* Solicitação 1 *
No texto sobre a extinção da Justiça do Trabalho, qual deputado federal apresentou a Proposta de Emenda à Constituição?

* Texto de origem *
· · · · · · ·

A inconstitucionalidade formal da extinção da Justiça do Trabalho

08/11/2019

O deputado federal Paulo Eduardo Martins, do PSC-PR, apresentou uma Proposta de Emenda à Constituição que visa, em linhas gerais, a extinção da Justiça do Trabalho. No corpo da PEC, percebe-se a intenção de unificar a referida Justiça especializada com a Justiça Federal, com a expressa extinção dos órgãos trabalhistas, como o próprio Tribunal Superior do Trabalho e os Tribunais Regionais do Trabalho (art. 4º e 5º, da PEC).

Mas carece de constitucionalidade uma emenda constitucional tendente a alterar a organização do Poder Judiciário se proposta por qualquer outro poder que não seja o próprio Judiciário.

Como já bem assentado em nota pública da Associação Nacional dos Magistrados da Justiça do Trabalho (ANAMATRA), é flagrante a inconstitucionalidade da referida proposta de emenda, proveniente do Poder Legislativo. Senão, vejamos.

A Constituição Federal, em sintonia com o princípio da separação dos poderes (art. 2º, CF), teve a cautela de atribuir a competência privativa ao Poder Judiciário para propor quaisquer eventuais alterações internas de seus órgãos. Nesse sentido, ressalte-se o art. 96, inciso II, da Carta Magna de 1988:

Art. 96. Compete privativamente:

(...)

· · · · · · ·

* Solicitação 2 *
Reúna todas as linhas da listagem abaixo que contêm a palavra "railing", levando em conta a diferença entre maiúsculas e minúsculas.

* Linhas de dados *
· · · · · · ·

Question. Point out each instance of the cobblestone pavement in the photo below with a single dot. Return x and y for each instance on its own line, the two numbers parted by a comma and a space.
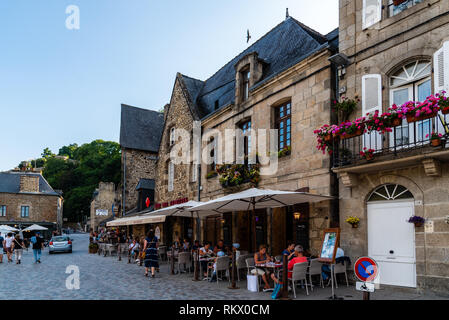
106, 278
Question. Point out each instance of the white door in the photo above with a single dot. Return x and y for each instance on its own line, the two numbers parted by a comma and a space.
391, 241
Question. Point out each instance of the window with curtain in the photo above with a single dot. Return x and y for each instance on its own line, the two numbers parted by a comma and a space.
283, 124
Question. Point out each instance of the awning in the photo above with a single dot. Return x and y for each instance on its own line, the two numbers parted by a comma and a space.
136, 220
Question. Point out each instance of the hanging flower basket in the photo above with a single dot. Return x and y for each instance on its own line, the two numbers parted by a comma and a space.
412, 118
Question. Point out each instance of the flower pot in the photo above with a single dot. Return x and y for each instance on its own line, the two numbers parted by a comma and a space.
396, 122
358, 133
412, 118
435, 142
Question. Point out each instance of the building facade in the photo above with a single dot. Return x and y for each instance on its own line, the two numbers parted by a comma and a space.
26, 198
283, 81
396, 53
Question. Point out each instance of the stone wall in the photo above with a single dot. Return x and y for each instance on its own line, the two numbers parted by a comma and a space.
139, 165
43, 208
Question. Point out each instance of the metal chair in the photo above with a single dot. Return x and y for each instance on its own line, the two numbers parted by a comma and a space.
341, 268
314, 270
299, 274
184, 258
222, 264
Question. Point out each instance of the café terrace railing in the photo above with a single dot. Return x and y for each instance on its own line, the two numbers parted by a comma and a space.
405, 138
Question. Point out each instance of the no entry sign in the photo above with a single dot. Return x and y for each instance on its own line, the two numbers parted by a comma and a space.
366, 269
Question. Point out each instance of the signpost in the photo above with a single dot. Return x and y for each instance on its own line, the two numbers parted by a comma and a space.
366, 270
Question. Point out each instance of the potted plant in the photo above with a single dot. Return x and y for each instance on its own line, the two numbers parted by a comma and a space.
93, 248
417, 221
368, 154
353, 221
345, 107
435, 139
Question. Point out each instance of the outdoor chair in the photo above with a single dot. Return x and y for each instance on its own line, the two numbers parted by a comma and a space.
341, 268
184, 258
222, 264
299, 274
315, 270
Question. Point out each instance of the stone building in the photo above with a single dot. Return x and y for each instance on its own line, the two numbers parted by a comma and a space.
396, 53
283, 81
105, 204
26, 198
140, 134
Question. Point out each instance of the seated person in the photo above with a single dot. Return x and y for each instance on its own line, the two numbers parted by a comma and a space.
325, 268
298, 258
205, 252
196, 245
290, 251
262, 257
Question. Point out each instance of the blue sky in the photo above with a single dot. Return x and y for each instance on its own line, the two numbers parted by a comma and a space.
60, 86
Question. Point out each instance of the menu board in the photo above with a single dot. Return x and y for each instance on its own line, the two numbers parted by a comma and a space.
329, 246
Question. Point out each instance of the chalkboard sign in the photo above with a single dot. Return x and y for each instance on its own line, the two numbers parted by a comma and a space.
329, 247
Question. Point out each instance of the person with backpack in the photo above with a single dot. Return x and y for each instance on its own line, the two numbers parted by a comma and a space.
1, 247
38, 245
18, 246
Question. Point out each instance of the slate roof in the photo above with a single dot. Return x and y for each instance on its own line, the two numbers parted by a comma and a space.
281, 48
10, 183
141, 129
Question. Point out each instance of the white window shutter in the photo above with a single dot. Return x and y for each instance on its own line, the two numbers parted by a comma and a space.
441, 68
171, 169
372, 102
371, 13
371, 93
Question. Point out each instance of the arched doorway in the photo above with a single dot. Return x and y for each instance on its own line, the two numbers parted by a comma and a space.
391, 239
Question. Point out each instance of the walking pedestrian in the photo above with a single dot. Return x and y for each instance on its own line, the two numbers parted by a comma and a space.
18, 246
8, 246
151, 257
38, 245
1, 247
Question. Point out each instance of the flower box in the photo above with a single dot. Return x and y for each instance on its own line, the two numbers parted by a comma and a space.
359, 132
412, 118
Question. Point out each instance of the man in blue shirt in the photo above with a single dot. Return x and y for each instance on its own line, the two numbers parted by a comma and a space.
1, 247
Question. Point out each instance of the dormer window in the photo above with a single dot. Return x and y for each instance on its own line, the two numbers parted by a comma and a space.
245, 76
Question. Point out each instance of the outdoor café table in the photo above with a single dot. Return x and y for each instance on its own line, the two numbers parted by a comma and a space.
276, 267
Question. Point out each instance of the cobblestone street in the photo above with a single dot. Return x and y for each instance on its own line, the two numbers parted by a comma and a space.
106, 278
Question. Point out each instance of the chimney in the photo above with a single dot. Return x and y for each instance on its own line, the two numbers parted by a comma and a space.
29, 183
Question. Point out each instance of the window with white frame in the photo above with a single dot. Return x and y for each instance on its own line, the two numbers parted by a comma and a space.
397, 6
2, 211
25, 212
411, 82
171, 175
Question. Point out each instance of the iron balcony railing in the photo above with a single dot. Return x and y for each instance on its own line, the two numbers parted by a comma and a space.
403, 139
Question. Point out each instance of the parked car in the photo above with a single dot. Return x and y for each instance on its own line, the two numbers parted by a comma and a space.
60, 244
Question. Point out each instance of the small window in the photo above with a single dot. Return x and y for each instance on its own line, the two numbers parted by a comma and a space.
400, 6
172, 136
245, 74
390, 192
2, 211
284, 125
25, 212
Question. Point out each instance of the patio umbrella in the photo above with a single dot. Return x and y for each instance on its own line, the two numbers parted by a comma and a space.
257, 199
35, 227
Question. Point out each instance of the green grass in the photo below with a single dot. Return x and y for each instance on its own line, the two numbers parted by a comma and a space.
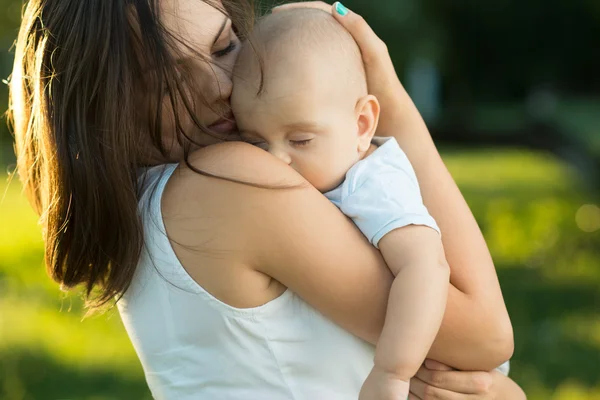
528, 204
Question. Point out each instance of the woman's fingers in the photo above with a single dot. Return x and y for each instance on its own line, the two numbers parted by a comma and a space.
305, 4
457, 381
412, 396
373, 49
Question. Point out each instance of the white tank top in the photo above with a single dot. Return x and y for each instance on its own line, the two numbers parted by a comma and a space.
193, 346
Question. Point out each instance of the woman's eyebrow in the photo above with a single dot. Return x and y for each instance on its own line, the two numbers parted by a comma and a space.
220, 32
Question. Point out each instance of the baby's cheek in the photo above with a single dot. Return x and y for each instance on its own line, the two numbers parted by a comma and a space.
326, 177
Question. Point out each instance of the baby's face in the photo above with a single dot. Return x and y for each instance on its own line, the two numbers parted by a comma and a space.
301, 120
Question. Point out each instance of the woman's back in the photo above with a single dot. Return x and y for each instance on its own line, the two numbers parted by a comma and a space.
194, 346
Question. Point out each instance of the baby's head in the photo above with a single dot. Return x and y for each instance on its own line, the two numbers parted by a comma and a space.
300, 93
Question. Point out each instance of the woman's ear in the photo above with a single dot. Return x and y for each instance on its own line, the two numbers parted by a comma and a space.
367, 118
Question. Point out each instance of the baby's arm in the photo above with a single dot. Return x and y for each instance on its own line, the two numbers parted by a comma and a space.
417, 299
382, 196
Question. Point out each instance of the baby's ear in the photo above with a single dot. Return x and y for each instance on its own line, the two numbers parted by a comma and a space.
367, 117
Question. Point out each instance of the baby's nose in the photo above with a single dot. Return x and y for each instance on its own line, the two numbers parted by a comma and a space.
282, 155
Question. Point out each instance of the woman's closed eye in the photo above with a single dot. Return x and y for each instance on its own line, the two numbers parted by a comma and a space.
223, 52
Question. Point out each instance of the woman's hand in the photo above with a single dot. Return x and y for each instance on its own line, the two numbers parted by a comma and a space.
437, 381
476, 333
382, 80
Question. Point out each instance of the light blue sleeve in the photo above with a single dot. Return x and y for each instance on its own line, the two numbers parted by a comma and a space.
381, 193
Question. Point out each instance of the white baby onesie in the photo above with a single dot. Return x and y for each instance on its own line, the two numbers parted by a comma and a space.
381, 193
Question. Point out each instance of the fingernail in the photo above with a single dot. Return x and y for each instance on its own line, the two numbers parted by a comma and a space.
341, 9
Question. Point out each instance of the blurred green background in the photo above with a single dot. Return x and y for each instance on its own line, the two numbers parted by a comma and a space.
511, 92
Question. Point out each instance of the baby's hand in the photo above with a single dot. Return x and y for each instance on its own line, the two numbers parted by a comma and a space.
381, 385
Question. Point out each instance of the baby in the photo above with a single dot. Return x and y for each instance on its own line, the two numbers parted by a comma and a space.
300, 93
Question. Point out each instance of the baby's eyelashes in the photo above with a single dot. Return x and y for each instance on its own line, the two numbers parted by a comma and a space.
300, 143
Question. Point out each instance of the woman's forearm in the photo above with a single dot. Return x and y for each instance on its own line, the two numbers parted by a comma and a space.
470, 339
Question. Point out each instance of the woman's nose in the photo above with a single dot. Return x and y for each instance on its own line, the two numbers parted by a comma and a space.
281, 154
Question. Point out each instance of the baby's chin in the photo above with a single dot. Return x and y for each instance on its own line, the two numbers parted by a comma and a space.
327, 184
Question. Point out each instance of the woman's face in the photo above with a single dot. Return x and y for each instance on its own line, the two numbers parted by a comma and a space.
201, 29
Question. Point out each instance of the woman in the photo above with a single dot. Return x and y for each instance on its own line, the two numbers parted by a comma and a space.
114, 105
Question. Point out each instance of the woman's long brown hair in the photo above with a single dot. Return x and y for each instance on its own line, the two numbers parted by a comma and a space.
80, 66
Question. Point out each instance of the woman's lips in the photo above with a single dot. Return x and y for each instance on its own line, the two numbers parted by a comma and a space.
224, 126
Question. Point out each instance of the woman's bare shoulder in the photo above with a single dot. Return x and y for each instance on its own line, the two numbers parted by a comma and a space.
241, 162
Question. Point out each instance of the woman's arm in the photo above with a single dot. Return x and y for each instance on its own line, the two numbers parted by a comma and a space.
475, 312
437, 381
299, 238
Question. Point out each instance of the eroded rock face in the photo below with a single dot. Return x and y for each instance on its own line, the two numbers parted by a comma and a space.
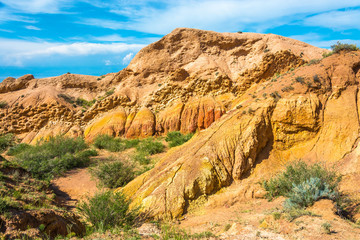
258, 136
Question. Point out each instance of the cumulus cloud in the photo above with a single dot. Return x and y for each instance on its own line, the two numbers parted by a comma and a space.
30, 27
127, 58
17, 52
338, 20
226, 15
36, 6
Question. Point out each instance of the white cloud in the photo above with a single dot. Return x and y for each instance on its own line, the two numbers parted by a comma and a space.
18, 52
127, 58
30, 27
112, 38
225, 15
36, 6
338, 20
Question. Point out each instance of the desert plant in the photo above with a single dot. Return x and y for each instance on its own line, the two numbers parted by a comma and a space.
338, 47
3, 104
326, 227
55, 156
176, 138
6, 141
150, 146
297, 173
107, 210
114, 174
114, 144
306, 193
14, 150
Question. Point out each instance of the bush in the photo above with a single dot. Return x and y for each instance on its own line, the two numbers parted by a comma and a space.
3, 104
176, 138
114, 144
306, 193
108, 210
18, 149
338, 47
150, 146
6, 141
296, 174
55, 156
114, 174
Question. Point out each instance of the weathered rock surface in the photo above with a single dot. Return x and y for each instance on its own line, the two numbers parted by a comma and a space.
255, 139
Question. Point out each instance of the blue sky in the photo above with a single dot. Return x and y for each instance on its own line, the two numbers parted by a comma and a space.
53, 37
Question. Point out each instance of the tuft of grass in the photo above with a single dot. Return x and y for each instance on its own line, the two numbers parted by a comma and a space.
14, 150
298, 173
114, 144
6, 141
114, 174
176, 138
3, 104
55, 156
338, 47
326, 227
150, 146
107, 210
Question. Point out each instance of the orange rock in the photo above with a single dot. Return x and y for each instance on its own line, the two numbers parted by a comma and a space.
143, 124
112, 123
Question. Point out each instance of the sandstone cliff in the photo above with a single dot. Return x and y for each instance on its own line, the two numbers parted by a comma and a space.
185, 81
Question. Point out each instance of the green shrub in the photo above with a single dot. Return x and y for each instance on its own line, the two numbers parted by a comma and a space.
176, 138
18, 149
338, 47
114, 174
141, 158
6, 141
298, 173
150, 146
307, 193
3, 104
114, 144
55, 156
3, 205
108, 210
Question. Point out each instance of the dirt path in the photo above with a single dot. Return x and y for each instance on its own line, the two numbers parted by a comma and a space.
76, 185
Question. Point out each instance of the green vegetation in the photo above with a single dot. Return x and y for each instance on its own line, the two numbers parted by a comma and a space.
326, 227
176, 138
107, 210
303, 185
6, 141
149, 146
114, 174
114, 144
338, 47
3, 104
53, 157
78, 101
298, 173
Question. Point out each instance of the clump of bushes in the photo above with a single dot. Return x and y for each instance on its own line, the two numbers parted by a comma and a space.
54, 156
6, 141
3, 104
114, 174
303, 185
107, 210
150, 146
176, 138
296, 174
336, 48
114, 144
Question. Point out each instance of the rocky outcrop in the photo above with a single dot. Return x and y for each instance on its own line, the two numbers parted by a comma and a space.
257, 137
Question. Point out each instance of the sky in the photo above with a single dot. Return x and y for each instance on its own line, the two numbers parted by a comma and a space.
94, 37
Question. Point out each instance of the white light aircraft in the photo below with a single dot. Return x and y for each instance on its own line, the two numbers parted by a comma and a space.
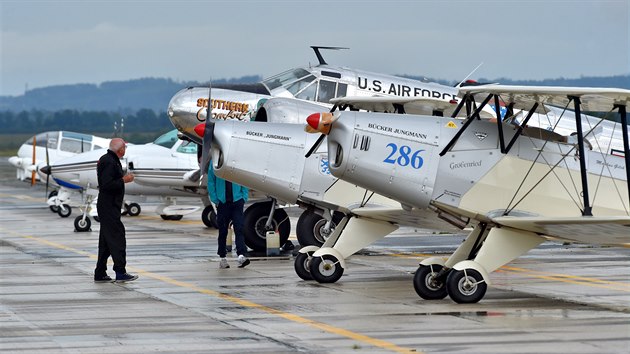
517, 185
159, 168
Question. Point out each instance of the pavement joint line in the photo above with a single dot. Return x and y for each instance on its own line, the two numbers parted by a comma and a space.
242, 302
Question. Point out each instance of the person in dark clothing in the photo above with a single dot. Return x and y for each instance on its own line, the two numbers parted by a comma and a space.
229, 198
111, 191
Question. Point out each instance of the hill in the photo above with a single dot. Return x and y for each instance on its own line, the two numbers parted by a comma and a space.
154, 93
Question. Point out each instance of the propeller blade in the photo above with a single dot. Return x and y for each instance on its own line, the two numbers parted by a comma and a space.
208, 132
315, 146
48, 163
33, 173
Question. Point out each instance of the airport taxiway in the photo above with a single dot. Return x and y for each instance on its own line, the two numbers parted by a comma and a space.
556, 299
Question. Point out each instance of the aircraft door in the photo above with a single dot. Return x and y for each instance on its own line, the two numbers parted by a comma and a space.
393, 155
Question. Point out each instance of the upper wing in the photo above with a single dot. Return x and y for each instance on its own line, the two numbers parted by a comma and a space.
412, 105
524, 97
600, 230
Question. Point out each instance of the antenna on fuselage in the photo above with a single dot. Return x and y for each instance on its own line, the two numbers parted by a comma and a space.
319, 55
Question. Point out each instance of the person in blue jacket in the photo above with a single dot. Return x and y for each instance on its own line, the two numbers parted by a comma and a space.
229, 198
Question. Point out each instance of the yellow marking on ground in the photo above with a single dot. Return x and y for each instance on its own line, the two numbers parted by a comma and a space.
242, 302
572, 279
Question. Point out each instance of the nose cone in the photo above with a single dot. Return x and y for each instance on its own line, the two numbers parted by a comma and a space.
186, 109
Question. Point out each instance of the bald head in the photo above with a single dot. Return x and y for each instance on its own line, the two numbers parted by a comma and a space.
118, 146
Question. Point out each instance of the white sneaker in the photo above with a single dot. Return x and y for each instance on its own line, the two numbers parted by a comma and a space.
242, 261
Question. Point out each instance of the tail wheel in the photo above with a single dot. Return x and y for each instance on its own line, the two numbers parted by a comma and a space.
134, 209
465, 286
301, 265
81, 224
64, 211
427, 285
325, 269
209, 217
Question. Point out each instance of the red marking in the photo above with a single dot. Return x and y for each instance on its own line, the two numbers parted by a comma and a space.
313, 120
200, 129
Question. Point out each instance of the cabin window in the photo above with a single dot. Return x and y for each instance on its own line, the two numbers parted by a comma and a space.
308, 93
187, 147
326, 91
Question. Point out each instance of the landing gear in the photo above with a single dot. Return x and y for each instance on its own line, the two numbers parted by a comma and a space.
465, 286
325, 269
313, 230
82, 224
301, 265
209, 217
64, 210
133, 209
255, 226
427, 283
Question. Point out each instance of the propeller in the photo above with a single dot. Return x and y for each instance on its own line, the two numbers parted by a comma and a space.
206, 131
33, 172
48, 164
319, 123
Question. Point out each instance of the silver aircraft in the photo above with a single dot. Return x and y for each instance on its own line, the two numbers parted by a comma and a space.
516, 184
289, 97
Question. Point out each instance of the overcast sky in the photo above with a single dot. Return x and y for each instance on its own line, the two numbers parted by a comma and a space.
45, 43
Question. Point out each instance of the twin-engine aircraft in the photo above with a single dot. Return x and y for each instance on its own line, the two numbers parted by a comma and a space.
517, 185
290, 97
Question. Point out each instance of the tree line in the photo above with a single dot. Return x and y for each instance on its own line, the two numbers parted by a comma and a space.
36, 121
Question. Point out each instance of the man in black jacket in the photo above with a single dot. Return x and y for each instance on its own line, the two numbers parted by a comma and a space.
111, 190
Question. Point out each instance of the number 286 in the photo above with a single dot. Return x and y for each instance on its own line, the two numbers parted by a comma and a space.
402, 156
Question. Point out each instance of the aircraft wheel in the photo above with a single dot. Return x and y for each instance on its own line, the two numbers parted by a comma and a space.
310, 228
82, 225
465, 286
254, 227
427, 285
125, 210
301, 265
134, 209
325, 269
65, 211
209, 217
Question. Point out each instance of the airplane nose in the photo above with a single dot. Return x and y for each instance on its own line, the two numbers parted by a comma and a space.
183, 112
45, 170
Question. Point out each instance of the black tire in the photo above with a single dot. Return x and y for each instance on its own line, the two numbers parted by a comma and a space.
426, 285
310, 228
65, 211
465, 288
134, 209
209, 217
81, 225
301, 265
325, 269
254, 227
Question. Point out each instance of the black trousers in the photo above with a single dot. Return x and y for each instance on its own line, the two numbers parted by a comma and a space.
111, 242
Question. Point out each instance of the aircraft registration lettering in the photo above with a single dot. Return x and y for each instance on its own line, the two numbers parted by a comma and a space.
236, 110
401, 90
402, 156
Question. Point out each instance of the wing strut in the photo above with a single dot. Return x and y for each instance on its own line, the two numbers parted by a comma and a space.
578, 125
626, 144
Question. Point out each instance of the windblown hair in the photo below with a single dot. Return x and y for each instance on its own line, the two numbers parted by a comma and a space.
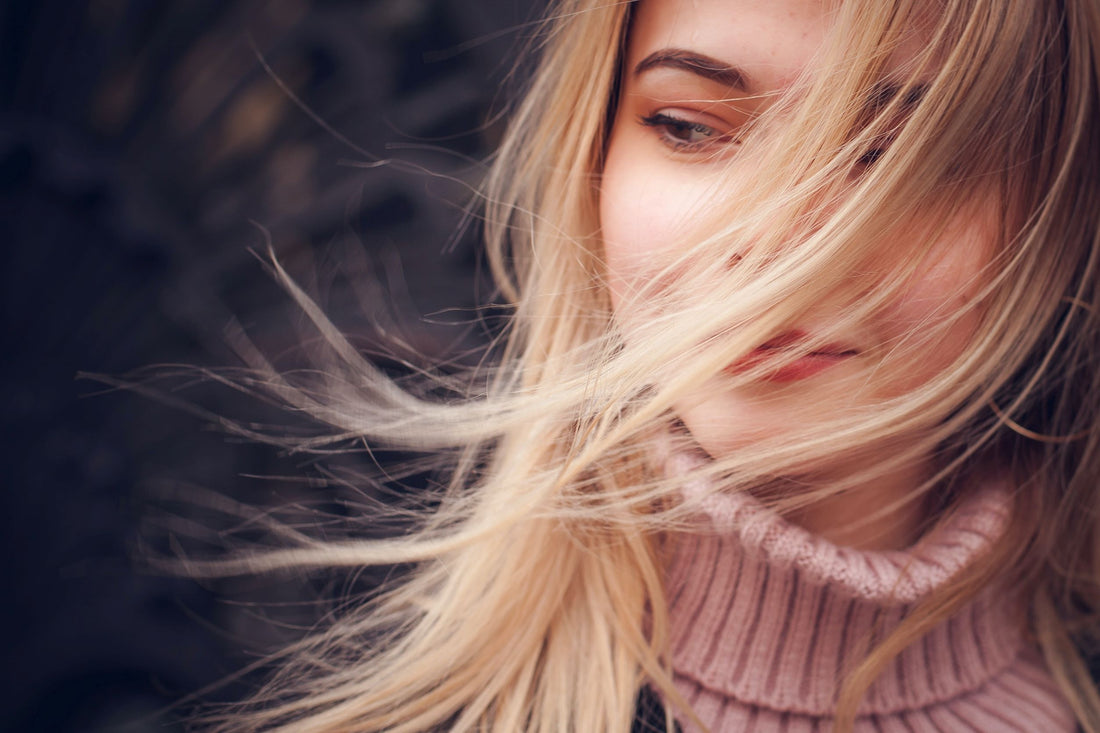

· · · · · · ·

* Resposta escrita 1 *
Paulo Eduardo Martins, do PSC-PR.

* Resposta escrita 2 *
Question. Point out each instance of the café terrace railing in the photo above with a single dot. Return x and y for each instance on its own line, the two numbers parted by a comma and a space.
Question. Point out each instance of the iron balcony railing in the photo above with a single dot. Return x and y for each instance on its own line, the two numbers parted by a comma and a space.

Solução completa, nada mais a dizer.